**What to produce:** In the material, swap "confidence threshold" for "score cutoff" and write out the lines from the one containing "background in the given photograph." to the one containing "[278,462,438,484]", inclusive, with everything else left unchanged.
— start of Listing —
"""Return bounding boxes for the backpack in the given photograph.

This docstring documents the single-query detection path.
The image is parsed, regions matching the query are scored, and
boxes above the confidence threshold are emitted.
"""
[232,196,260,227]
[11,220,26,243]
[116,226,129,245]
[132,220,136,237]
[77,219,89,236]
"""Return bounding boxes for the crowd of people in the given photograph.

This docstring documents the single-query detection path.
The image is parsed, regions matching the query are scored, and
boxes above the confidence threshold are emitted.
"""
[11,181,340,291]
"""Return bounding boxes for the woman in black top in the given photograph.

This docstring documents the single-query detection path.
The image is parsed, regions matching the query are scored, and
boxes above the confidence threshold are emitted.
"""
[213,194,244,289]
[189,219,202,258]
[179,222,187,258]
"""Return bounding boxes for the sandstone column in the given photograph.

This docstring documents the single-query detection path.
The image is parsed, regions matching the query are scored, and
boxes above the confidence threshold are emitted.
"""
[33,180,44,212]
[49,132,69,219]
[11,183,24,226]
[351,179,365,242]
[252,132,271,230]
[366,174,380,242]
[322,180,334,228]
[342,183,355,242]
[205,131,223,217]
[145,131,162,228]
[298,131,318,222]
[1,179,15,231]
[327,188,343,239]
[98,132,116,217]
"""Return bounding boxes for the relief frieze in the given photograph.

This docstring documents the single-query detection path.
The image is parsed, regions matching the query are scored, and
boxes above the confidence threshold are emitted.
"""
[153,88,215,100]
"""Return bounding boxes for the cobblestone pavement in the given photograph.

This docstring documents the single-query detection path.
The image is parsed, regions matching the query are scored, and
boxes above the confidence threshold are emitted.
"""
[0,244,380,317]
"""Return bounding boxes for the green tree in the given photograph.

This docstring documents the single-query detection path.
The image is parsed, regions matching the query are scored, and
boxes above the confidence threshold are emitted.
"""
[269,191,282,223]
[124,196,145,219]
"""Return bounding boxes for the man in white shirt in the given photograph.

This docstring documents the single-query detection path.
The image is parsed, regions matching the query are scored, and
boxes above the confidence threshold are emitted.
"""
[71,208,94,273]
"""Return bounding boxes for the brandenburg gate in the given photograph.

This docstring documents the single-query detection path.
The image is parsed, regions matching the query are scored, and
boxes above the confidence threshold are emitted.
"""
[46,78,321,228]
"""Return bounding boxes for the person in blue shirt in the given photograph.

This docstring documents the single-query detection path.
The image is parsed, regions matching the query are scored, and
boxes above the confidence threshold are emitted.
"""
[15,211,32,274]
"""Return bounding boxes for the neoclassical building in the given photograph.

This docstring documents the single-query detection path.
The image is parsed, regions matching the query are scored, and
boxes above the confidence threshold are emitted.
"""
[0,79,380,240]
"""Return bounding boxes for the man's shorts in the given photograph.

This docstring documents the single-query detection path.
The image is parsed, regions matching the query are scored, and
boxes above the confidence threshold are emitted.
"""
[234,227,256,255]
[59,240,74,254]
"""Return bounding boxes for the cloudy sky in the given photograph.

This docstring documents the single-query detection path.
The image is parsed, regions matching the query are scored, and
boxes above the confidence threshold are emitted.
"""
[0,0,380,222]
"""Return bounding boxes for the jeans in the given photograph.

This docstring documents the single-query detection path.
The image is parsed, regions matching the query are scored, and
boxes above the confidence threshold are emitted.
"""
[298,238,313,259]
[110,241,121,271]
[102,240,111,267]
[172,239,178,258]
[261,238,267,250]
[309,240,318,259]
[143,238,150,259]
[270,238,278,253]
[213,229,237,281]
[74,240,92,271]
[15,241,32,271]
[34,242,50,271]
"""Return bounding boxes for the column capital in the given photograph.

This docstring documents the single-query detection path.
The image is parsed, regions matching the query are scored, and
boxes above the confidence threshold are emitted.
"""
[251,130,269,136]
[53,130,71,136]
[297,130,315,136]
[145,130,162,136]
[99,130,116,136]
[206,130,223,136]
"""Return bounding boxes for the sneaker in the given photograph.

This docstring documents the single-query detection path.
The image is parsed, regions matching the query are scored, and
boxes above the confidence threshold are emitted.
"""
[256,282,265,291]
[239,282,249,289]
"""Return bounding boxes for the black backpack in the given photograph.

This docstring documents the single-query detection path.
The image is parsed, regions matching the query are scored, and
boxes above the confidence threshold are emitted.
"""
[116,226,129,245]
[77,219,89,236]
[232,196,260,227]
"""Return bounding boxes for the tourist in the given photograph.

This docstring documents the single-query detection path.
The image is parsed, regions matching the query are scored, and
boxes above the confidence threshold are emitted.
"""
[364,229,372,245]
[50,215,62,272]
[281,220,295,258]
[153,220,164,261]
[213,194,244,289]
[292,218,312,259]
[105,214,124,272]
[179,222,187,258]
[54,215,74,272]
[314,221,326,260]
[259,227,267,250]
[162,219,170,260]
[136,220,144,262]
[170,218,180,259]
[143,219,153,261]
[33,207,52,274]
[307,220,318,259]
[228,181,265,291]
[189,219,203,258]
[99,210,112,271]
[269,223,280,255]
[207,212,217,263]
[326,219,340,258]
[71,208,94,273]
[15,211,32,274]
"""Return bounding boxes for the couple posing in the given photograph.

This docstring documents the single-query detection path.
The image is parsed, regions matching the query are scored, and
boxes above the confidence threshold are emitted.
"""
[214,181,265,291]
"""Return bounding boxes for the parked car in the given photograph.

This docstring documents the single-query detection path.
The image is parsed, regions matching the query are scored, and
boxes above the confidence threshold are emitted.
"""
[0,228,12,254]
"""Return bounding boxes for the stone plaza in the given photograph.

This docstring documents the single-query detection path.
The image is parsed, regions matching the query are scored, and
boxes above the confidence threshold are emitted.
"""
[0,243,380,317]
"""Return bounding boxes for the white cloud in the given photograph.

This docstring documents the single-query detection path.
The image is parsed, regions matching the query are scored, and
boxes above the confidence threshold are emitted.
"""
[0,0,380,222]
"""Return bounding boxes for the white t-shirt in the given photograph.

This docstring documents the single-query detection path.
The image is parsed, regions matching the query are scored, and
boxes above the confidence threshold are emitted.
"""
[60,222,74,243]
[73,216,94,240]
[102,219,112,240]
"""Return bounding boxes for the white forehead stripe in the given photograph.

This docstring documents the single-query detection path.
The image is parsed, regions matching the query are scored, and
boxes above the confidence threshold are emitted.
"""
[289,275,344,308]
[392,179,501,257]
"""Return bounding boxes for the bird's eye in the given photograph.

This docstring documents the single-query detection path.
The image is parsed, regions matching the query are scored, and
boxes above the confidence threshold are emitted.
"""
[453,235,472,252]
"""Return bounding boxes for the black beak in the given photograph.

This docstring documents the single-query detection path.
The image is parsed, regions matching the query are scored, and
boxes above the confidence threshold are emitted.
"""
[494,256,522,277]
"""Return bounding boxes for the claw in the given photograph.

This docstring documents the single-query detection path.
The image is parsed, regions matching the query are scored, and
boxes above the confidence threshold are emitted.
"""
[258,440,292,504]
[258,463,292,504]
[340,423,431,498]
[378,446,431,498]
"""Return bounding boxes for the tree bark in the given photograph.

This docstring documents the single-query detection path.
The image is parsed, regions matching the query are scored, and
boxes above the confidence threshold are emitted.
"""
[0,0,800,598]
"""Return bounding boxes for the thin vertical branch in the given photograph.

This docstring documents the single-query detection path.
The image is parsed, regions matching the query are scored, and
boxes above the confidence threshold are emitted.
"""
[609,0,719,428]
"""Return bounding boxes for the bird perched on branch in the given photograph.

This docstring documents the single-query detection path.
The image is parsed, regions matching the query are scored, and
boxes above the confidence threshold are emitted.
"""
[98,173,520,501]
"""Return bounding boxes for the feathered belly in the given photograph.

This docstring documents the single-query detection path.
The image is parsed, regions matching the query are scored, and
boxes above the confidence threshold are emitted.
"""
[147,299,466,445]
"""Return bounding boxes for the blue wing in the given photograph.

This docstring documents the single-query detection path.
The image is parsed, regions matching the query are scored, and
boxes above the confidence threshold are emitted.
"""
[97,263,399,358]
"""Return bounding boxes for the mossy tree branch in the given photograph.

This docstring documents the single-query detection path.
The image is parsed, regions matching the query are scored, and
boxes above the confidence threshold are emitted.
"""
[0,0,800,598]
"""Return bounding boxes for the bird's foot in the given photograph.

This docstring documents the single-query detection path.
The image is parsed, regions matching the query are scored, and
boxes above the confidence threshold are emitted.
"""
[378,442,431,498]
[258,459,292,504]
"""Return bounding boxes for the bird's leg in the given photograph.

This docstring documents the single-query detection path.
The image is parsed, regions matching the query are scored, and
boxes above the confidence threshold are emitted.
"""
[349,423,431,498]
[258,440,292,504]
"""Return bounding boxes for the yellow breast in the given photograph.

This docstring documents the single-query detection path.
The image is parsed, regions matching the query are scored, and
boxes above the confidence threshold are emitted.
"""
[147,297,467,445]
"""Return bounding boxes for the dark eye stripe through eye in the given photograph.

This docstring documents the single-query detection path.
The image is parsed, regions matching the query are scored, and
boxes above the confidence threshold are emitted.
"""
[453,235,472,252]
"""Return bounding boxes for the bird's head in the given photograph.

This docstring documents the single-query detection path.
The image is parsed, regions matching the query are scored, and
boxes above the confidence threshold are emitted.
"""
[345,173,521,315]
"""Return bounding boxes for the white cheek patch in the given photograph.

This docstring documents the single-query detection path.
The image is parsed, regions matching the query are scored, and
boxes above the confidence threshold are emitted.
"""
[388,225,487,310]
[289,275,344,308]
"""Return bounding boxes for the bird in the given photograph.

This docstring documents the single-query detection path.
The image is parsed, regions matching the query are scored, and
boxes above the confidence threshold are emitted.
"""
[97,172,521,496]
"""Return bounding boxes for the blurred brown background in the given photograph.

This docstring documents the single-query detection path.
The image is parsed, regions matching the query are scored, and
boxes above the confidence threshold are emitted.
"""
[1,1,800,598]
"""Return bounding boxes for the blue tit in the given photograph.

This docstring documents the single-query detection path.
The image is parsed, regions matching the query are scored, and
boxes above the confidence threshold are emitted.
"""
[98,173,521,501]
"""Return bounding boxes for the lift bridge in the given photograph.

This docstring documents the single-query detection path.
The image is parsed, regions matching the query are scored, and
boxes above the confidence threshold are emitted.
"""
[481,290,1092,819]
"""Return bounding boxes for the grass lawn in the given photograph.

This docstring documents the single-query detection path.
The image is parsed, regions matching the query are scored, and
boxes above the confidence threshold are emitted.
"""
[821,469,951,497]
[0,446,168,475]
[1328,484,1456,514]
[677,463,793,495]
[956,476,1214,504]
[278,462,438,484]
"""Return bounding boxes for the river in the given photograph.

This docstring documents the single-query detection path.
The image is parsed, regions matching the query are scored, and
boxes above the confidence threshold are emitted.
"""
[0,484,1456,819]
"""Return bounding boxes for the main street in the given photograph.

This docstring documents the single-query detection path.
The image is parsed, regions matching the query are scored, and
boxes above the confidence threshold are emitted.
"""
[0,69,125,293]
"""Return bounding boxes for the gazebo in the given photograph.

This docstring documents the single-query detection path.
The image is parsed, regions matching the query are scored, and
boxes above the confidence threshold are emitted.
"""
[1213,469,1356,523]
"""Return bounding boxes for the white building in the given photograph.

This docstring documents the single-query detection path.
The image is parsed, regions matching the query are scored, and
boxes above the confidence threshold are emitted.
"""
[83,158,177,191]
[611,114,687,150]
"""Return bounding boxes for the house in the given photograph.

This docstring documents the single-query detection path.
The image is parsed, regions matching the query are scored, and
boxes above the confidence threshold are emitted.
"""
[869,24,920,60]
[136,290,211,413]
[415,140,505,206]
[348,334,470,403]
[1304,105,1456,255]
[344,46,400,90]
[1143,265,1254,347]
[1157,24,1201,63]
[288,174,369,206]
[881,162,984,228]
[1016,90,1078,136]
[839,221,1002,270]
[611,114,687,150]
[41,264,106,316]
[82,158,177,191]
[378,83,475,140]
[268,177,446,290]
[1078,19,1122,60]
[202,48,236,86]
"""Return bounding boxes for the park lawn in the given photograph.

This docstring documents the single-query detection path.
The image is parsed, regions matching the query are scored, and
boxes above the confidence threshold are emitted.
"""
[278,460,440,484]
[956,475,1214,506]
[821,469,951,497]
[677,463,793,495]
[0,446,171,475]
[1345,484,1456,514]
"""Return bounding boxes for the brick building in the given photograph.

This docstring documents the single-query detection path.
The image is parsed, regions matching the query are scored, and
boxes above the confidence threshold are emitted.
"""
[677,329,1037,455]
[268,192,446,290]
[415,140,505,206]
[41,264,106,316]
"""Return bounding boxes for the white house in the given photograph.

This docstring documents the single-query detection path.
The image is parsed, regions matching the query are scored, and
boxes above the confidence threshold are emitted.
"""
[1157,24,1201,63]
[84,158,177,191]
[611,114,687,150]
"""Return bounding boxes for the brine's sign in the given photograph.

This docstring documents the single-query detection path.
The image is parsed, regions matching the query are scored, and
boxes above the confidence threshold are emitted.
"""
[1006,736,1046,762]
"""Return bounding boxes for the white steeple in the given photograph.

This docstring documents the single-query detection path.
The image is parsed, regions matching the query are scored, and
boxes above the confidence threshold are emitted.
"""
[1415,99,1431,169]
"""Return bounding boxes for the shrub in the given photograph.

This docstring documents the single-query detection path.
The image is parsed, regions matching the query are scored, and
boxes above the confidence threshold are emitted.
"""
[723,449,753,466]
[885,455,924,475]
— end of Listing —
**Exercise solution:**
"""Return bounding boxes for the blurred brown background in the given photograph.

This docstring documents the single-query detection path.
The image is parsed, regions matching the query are scored, and
boxes above the score cutoff are emitted.
"""
[1,1,800,598]
"""Return bounding boxes for the blue tit in the given photograph.

This docstring documents the single-query detection path.
The image is parsed, regions matching the query are scored, and
boxes above the score cutoff are emitted.
"""
[98,173,521,501]
"""Return bounding boxes for the lift bridge in the given photograph.

This docstring documents the single-query detection path.
The image is parsed, regions matching the query are scored, and
boxes above the score cutoff are emitted.
"""
[481,290,1092,819]
"""Return bounding boxes for the grass lawn in the given photograph.

This docstring documents the single-query detection path.
The image is parsed, regions matching the query are scored, and
boxes above the score cutoff are emitted.
"""
[821,469,951,497]
[0,446,168,475]
[1328,484,1456,514]
[677,463,793,495]
[956,476,1214,504]
[278,462,438,484]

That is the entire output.